● What this task involves: Can you extract every line of the material below that contains the word "brick"?

● Entries taken from a collection:
>> Begin

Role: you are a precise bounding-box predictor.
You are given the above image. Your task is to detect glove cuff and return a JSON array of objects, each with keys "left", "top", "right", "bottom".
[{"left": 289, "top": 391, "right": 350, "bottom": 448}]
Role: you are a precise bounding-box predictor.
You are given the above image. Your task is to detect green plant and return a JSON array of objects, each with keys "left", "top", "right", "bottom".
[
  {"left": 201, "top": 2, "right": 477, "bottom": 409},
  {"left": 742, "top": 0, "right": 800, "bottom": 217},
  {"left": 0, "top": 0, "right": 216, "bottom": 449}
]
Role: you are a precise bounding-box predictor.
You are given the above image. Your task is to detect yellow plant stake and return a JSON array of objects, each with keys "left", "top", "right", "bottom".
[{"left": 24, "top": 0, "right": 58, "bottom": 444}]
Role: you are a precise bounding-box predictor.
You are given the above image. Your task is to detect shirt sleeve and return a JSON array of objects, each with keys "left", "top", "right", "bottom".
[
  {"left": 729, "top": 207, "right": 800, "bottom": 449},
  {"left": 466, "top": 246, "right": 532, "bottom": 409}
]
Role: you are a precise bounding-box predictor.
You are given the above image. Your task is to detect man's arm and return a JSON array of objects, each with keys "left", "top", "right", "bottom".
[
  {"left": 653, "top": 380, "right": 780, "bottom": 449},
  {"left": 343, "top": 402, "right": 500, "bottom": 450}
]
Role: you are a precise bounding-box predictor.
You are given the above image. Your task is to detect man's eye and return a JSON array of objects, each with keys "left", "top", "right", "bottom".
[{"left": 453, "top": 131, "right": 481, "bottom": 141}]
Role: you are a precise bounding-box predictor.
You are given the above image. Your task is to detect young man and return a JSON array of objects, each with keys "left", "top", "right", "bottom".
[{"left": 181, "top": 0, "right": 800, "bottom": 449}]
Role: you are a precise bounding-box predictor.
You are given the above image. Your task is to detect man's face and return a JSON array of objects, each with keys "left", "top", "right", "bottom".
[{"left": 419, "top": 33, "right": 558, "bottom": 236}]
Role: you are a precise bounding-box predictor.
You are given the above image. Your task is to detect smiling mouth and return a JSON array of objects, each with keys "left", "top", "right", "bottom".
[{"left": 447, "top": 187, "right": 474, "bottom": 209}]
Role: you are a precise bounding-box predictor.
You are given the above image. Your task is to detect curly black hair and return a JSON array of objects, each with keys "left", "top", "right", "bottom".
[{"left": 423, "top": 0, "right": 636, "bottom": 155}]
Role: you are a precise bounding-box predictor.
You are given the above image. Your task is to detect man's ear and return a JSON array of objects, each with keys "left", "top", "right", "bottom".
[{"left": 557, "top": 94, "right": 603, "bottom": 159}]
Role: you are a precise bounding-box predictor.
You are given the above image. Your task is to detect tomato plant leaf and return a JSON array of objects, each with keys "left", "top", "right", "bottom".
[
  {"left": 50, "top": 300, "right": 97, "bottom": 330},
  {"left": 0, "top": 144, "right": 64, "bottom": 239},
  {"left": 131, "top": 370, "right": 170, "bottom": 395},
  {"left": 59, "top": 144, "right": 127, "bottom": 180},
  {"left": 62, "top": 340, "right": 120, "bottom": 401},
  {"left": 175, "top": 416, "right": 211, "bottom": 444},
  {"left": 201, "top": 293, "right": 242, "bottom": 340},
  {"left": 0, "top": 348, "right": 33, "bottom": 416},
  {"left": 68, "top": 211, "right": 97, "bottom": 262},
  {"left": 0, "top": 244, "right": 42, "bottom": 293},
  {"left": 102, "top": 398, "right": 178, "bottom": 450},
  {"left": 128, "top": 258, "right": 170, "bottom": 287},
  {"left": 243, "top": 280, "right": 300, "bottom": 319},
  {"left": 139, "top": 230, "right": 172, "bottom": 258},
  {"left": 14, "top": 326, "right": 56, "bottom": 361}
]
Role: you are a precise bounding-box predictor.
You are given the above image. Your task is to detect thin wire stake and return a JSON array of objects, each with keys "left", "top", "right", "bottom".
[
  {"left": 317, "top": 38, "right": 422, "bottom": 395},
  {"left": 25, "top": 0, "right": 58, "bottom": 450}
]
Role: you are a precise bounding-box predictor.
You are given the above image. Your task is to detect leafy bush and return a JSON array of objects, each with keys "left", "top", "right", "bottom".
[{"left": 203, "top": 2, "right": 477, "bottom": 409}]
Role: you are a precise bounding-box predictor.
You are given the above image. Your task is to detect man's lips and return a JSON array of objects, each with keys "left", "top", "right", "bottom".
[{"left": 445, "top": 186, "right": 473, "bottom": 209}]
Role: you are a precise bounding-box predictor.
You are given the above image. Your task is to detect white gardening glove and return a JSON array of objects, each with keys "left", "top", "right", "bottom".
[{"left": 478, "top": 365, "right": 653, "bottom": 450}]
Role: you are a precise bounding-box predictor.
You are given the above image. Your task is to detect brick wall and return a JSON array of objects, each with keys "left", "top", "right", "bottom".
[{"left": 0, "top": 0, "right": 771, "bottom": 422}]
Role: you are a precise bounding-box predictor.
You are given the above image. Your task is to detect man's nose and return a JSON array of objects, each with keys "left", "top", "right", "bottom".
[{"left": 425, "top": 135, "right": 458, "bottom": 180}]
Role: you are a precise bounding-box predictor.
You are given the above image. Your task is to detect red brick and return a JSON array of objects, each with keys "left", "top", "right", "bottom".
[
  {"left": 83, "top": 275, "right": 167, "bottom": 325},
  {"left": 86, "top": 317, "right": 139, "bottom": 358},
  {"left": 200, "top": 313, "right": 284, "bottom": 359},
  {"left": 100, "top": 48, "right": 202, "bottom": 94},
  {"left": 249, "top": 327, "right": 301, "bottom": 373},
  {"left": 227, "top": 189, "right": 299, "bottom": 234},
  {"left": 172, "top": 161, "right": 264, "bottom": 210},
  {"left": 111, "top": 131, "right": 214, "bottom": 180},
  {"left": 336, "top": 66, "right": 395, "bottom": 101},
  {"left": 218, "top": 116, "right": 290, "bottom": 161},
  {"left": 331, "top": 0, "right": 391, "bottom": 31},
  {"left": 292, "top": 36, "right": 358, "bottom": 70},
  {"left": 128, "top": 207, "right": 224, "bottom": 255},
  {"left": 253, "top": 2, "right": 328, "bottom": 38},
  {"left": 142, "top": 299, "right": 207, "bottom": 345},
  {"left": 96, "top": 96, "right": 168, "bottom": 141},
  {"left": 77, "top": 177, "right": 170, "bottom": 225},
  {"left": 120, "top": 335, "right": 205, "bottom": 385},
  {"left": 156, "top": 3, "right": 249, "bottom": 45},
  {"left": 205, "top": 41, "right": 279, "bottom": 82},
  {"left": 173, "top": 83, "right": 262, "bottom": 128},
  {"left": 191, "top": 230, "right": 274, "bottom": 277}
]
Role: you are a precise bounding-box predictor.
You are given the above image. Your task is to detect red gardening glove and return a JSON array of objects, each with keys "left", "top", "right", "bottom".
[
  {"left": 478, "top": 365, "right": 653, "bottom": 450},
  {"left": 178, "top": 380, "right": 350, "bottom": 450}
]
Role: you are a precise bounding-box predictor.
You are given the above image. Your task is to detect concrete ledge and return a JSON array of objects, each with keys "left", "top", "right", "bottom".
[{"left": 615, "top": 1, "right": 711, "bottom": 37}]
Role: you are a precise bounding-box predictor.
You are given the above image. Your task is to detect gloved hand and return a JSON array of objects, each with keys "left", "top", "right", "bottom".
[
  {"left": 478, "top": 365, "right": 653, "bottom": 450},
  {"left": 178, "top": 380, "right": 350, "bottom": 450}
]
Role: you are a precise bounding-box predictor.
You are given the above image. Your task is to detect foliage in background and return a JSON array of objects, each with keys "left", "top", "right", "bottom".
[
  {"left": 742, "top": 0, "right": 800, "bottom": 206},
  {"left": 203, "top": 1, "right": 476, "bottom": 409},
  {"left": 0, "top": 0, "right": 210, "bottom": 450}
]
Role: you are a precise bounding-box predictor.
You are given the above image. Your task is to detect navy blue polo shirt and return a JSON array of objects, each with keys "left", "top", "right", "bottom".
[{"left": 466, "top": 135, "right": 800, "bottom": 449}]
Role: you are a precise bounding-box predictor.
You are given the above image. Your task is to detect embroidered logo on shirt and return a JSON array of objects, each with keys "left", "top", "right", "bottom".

>> End

● Complete output:
You are given the above image. Your task is to detect brick wall and return a JSON array of objects, each with keys "left", "top", "right", "bottom".
You are given the above image. Your task is to detect red brick and return a JSON array of objects, each with keys "left", "top", "right", "bottom".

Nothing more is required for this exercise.